▸ Passage to read:
[Start of section]
How HBO is selling a comedy starring dual Seth Rogens.

In the last few year, multiple projects have featured a single actor playing two roles, usually twins. Paul Rudd, Mark Ruffalo and others have all turned in split-screen performances, playing off themselves in addition to anyone else who happens to be on screen. One could make the case, like digital de-aging usage, that this is a questionable tactic to employ that deprives other actors of a role and plays down to the audience in a way.
Seth Rogen becomes the latest to take on not one but two characters, this time in the HBO Max original film An American Pickle. Rogen plays Herschel Greenbaum, an Eastern European immigrant who comes to America in the early decades 20th century with his wife Sarah (Sarah Snook). Herschel gets a job in a pickle factory and one day falls in a vat of brine, where he’s left when the factory closes. The brine preserves him and he wakes up a century later, finding himself in a world he doesn’t recognize. His great-great-grandson Ben (also Rogen) is his only relative, introducing Herschel to the 21st century and telling him what became of his family after his disappearance.
The movie, like many others this year, had a very different fate planned originally. But HBO Max’s campaign has used Rogen’s unique sense of humor and an offbeat story to hook audiences who are already streaming subscribers or who might become subscribers.
The Posters
Rogen as Herschel is the sole figure on the one poster (by marketing agency BLT Communications), released in late July. The photo is made to look like an old-fashioned photograph that would be appropriate to the ear he lived in and so helps to establish the premise and setting of at least some of the story. Both The Disaster Artist and 50/50, both movies produced by Rogen and his partner Evan Goldberg, are mentioned at the top while at the bottom the premiere date is shared.
The Trailers
We meet Herschel and Sarah Greenbaum as the first trailer (9.9 million views on YouTube), released in early July, begins. They’re living and working in a small “old world” country and are more or less happy, until the day Herschel dies after falling in a vat of pickles. Cut to a century later and he reemerges, with his great-grandson Ben his only surviving descendent. The two have a hard time getting to know each other, of course, leading to what seems to be much of the movie’s humor.
Online and Social
It doesn’t seem that HBO Max has created a stand-alone website for the movie, nor did they give it much promotion on the brand’s social profiles.
Advertising and Promotions
The movie had originally been setup at Sony for several years. In April of this year, though, with the theatrical release schedule thrown into disarray because of Covid-19, it was sold to Warner Bros., which announced it would go straight to streaming on HBO Max.
No paid promotions were apparent to me, but there were surely at least a few promoted social posts or online ads that drove traffic to the HBO Max sign-up site.
[End of section]
▸ Problems to solve:
1. Edit the article on HBO's marketing of An American Pickle: write out everything from "Advertising and Promotions" down to "on HBO Max.", putting "Paramount" in place of "Sony".
2. According to the article on HBO's marketing of An American Pickle, which marketing agency made the movie's poster?
3. Carry on the article about HBO's marketing of An American Pickle from the point where it stops.
The records after this are separate material with no link to the article.

▸ Extracted data:
[Start of section]
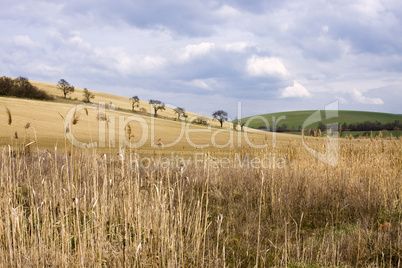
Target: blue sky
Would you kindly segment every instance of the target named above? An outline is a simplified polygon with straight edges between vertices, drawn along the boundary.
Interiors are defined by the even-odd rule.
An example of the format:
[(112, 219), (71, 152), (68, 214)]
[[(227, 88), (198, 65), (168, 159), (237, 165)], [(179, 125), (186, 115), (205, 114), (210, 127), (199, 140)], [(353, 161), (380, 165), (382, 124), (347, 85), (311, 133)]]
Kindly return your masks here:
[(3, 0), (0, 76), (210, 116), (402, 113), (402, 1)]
[End of section]
[Start of section]
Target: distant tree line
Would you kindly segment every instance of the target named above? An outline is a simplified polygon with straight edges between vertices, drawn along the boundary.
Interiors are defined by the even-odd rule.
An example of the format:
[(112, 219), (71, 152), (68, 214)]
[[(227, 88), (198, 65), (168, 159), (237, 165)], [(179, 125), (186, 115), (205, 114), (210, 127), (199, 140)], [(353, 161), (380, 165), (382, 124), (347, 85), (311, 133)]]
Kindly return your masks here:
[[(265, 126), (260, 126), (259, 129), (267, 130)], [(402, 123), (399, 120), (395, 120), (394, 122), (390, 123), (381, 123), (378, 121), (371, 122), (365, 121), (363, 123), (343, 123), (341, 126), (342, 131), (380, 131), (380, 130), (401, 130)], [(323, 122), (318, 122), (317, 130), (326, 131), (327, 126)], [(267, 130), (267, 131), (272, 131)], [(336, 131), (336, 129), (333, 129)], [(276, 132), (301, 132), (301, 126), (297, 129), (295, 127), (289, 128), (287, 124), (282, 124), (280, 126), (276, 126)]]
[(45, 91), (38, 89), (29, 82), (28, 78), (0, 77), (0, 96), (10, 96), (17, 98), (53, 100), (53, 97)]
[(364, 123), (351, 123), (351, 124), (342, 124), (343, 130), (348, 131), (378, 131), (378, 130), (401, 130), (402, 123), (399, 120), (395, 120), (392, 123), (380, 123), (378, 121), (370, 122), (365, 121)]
[End of section]
[Start of section]
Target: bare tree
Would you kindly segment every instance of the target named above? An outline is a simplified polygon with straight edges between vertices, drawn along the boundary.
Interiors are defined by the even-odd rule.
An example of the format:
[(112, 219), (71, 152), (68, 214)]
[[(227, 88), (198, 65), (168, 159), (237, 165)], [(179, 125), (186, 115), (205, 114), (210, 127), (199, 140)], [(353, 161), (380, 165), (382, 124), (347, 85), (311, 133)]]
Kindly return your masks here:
[End of section]
▸ Answers below:
1.
Advertising and Promotions
The movie had originally been setup at Paramount for several years. In April of this year, though, with the theatrical release schedule thrown into disarray because of Covid-19, it was sold to Warner Bros., which announced it would go straight to streaming on HBO Max.

2. BLT Communications

3.
Media and Press
Rogen, of course, was the public face of the movie. He gave interviews where he talked about how this project is the latest in a string of successful productions for Goldberg and himself, how this film was conceived and created and what he made of Sony selling the movie to Warner Bros. earlier this year.
He also appeared on “The Tonight Show” and elsewhere to engage in challenges and talk about the movie.
Overall
You have to at least be partially won over just by the absurd premise that’s laid out in the campaign. It’s so over-the-top and ridiculous that it’s immediately plausible as the basis for a goofy comed that doesn’t care about common sense or believability, as long as it offers a foundation for the humor to come.
In that way it’s pretty solidly on-brand for Rogen and Goldberg, who have made a career of such notions. Therein lies the appeal for anyone who’s already a fan of their previous work.
What seems evident, though, is that this isn’t a massive draw for new subscribers like some other high-profile streaming releases over the last several months. Seth Rogen movies are the kind of thing you watch because you already can, not sign up for a whole new subscription for. That’s not a knock on their work, it’s just that this likely isn’t going to be a game-changer like Hamilton on Disney+. Instead it looks like just a pretty good movie that should be highly enjoyable, which is all it needs to be.
Picking Up The Spare
Highlights from the film’s virtual premiere can be found here.
More interviews with Rogen on playing dual roles in the film and learning to speak Yiddish for the film.
A Promoted Trend was purchased by HBO Max to drive awareness and attention. There were also standard online ads that drove people to subscribe to the service, using this movie as an incentive to do so.
Rogen appeared on “Late Night” to talk about the difficulty of playing two roles against each other.
HBO released a featurette that showed off some of the filmmaking techniques employed for the film. It also put out a cast Q&A and a look at how the filmmakers created the vintage photographs in the film.